What is expected
Repeat word for word the line with "the person in" and every line after it until the records below run out.

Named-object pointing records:
* Start *

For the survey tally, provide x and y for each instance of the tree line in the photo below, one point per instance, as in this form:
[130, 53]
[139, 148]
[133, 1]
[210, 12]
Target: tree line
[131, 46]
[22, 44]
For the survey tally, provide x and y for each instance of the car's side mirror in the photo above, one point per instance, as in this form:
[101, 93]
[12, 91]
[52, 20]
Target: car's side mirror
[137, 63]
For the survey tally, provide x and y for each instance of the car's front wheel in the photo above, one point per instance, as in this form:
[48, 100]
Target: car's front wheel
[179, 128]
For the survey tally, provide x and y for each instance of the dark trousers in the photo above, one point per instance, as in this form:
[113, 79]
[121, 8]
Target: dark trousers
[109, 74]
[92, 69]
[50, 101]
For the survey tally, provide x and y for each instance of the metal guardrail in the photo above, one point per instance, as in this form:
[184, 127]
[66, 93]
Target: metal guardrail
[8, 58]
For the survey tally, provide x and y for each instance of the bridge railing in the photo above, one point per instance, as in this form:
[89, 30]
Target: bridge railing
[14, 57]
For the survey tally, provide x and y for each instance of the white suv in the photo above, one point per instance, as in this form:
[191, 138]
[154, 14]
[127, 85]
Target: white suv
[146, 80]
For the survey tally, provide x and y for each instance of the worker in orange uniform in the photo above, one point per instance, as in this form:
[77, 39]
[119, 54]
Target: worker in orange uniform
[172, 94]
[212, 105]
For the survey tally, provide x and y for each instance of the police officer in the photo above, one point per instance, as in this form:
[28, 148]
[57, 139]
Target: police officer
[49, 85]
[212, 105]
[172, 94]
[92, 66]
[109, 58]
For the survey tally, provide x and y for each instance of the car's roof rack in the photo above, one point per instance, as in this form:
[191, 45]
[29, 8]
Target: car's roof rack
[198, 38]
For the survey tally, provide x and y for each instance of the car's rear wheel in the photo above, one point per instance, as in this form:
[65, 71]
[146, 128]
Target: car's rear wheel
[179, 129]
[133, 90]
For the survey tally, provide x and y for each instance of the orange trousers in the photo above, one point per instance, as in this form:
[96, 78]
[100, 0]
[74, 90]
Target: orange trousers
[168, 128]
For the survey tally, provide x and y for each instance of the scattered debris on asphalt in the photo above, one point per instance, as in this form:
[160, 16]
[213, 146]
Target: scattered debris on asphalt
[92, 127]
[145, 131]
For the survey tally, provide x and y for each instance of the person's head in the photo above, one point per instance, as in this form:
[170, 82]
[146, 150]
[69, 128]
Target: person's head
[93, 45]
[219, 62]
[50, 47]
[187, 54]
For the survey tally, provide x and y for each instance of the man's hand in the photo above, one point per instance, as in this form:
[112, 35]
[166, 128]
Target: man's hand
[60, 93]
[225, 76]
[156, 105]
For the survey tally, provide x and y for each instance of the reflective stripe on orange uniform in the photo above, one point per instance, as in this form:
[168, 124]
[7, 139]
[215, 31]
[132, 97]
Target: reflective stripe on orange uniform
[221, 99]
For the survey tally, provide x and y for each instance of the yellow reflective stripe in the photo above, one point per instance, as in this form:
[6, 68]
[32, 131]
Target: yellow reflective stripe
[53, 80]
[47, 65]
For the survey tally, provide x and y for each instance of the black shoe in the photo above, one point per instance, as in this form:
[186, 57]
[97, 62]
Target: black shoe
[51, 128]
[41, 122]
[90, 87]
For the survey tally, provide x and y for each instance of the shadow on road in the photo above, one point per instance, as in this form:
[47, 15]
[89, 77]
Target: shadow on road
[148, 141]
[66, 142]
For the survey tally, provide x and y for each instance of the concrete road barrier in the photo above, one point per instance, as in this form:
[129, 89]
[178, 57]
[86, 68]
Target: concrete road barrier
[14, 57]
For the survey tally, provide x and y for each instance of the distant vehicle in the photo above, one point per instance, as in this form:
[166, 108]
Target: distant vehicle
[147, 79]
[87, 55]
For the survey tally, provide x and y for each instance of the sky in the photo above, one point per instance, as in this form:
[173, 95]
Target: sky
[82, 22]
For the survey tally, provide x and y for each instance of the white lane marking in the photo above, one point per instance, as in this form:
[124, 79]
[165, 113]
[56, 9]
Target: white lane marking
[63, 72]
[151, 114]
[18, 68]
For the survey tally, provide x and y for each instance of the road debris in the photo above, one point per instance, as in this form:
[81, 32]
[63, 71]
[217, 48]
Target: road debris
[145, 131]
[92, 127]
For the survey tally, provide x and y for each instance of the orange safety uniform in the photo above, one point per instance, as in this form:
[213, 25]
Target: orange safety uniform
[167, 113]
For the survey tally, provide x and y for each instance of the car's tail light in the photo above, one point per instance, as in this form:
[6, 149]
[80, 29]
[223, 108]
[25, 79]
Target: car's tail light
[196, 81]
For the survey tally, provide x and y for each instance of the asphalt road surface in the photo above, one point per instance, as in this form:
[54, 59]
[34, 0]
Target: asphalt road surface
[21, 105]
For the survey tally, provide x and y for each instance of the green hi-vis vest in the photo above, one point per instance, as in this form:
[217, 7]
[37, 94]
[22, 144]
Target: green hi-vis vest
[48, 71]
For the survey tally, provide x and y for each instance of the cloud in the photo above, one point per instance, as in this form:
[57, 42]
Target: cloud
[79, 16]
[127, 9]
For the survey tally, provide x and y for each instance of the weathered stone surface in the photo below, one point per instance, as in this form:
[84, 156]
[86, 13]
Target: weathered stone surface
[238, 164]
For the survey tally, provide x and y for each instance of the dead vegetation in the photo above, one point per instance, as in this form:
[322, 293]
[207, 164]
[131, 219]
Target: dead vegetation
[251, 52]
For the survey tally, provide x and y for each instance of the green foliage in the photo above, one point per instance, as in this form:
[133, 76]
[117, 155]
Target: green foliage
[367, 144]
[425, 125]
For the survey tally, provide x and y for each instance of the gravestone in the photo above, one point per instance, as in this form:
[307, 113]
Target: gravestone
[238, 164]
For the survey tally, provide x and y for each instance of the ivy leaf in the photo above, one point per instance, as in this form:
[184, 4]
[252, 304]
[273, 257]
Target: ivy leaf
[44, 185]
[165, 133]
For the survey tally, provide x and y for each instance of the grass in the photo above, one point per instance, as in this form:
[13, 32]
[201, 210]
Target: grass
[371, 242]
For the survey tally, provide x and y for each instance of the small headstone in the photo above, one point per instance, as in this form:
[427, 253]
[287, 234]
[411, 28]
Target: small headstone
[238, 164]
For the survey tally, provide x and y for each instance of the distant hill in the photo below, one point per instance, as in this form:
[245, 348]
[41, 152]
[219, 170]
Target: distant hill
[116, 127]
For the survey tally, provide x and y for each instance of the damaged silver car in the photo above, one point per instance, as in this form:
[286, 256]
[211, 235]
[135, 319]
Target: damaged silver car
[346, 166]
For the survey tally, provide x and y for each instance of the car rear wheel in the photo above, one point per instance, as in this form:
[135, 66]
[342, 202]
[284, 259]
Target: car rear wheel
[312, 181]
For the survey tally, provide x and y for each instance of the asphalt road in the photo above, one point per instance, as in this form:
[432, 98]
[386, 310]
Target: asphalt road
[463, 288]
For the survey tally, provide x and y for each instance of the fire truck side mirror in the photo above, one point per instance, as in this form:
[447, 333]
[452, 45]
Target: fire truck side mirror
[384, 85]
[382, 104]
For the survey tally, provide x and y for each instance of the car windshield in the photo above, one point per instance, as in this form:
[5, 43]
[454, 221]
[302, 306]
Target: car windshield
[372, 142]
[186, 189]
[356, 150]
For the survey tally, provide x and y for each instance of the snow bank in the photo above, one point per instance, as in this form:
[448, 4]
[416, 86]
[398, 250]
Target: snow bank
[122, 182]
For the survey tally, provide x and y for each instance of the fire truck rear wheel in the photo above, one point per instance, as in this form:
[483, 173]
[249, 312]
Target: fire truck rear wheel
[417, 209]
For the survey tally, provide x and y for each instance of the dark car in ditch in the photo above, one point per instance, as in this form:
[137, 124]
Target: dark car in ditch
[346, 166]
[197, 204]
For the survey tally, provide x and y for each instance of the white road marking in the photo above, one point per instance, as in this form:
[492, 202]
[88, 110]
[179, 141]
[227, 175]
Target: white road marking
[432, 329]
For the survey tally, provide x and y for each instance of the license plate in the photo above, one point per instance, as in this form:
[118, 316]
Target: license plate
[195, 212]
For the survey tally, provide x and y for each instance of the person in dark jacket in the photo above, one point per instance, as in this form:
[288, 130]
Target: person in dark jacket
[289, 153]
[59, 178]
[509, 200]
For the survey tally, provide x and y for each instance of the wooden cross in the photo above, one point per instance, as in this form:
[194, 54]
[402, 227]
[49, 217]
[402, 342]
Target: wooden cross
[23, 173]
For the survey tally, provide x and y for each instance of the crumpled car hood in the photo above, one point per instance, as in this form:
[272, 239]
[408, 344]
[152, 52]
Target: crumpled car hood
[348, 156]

* End *

Exercise response
For the survey tally, provide x and y for each instance of the person in dark jacket in the photo above, one point per instance, as in this form:
[288, 130]
Target: person in dark jacket
[289, 153]
[59, 178]
[509, 200]
For the survey tally, provide x and y for each instance of the wooden cross in the photo above, one point per instance, as in this form:
[194, 54]
[402, 227]
[49, 217]
[402, 342]
Target: wooden cross
[23, 173]
For the survey tally, provide x and y for each instance of the crumpled car hood in the photo above, one point per instance, as in this form:
[272, 239]
[408, 344]
[152, 52]
Target: crumpled car hood
[348, 156]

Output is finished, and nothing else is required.